Teks:
★ ★ ★ ★ ★

Staf Khusus BPIP : Pancasila Benteng Tangguh Menjaga NKRI
4 min readJAKARTA, TABLOIDJAWATIMUR.COM – Staf Khusus Ketua Dewan Pengarah Badan Pembinaan Ideologi Pancasila (BPIP), Romo Antonius Benny Susetyo, menegaskan, Pancasila merupakan benteng tangguh terakhir penjaga NKRI dari intoleransi dan radikalisme.

HAL INI dia sampaikan saat menjadi narasumber Dialog Kebangsaan dan Deklarasi Kesiapsiagaan Nasional dengan tema “Membangun Sinergi, Cegah, dan Deteksi Dini Ancaman Terorisme Berbasis Pemberdayaan Masyarakat” yang diselenggarakan Badan Nasional Pemberantasan Terorisme (BNPT) di Grand Borobudur Hotel, Jakarta, Selasa (02/08/2022).

Dalam acara ini, BNPT menggandeng beberapa tokoh masyarakat, pimpinan dan Stafsus BPIP dalam rangka menindaklanjuti rencana aksi nasional pencegahan dan penanggulangan ekstrimisme berbasis kekerasan yang mengarah kepada terorisme tahun 2020 – 2024 (RAN-PE) dalam ikut berperan menanamkan nilai-nilai Pancasila dalam kehidupan bermasyarakat, berbangsa, dan bernegara.
Seminar secara Luring ini dihadiri Wakil Menteri Dalam Negeri, Kepala BNPT, Staf Khusus Dewan Pengarah BPIP, Deputi Bidang Penindakan dan Pembinaan Kemampuan, tokoh NU Alysa Wahid, Psikolog Dr. Arijani Laksmawati, M.Psi, Kementerian Pemberdayaan Perempuan, Kementerian Pedesaan, Badan Intelejen Negara, Forum Kesbangpol Kabupaten/Kota dan Ketua Forum Kewaspadaan Kabupaten/Kota, serta undangan lainnya.
Dalam sesi dialog kebangsaan, Antonious Benny Susetyo, menyatakan, Pancasila bisa menjadi perisai dalam menjawab masalah yang terjadi saat ini di Indonesia, yaitu keretakan hidup berbangsa dan bernegara. Masalah saat ini yang sering terjadi dalam masyarakat yaitu mayoritas minoritas, politik identitas, serta fundamentalisme yang menyebar melalui media sosial.
“Oleh karena itu dibutuhkan kesadaran literasi digital untuk menyatukan empat komponen, yaitu pemerintah, perguruan tinggi, media, dan masyarakat untuk bersama-sama memerangi bahaya intoleransi maupun radikalisme kepentingan bangsa dan negara, ” tegas Benny.

★ ★ ★ ★ ★

(Catatan dari sebuah himpunan data)
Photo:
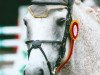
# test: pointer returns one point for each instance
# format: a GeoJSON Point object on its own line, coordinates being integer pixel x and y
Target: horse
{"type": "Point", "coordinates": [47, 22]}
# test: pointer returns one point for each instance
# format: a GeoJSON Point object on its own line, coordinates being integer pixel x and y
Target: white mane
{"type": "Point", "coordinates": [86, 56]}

★ ★ ★ ★ ★

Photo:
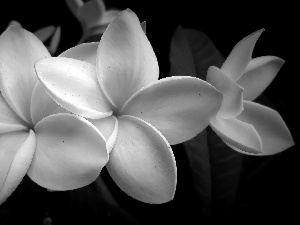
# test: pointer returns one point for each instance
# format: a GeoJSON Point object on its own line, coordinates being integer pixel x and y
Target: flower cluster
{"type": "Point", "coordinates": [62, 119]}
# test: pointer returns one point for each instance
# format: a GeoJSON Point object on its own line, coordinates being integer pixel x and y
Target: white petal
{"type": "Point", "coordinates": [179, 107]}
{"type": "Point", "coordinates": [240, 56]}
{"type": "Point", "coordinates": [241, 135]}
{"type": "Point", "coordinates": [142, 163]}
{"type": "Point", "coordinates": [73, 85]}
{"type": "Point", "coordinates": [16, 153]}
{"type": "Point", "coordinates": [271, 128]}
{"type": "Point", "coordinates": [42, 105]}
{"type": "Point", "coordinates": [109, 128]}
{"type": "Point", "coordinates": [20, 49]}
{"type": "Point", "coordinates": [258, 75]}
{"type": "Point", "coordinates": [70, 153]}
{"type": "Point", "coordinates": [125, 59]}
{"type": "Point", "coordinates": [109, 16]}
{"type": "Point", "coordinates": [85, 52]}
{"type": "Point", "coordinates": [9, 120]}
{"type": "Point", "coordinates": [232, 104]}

★ ★ ★ ★ ★

Tujuan Latihan:
Jawablah pertanyaan berikut berdasarkan teks tentang Pancasila.
1. Di hotel mana Dialog Kebangsaan itu diselenggarakan?
2. Lembaga apa yang menyelenggarakan acara tersebut?
3. Empat komponen apa yang menurut Benny perlu disatukan melalui kesadaran literasi digital?
Item-item tersebut berasal dari sumber yang berbeda dari teks.

Latihan Terjawab:
1. Grand Borobudur Hotel, Jakarta.
2. Badan Nasional Pemberantasan Terorisme (BNPT).
3. Pemerintah, perguruan tinggi, media, dan masyarakat.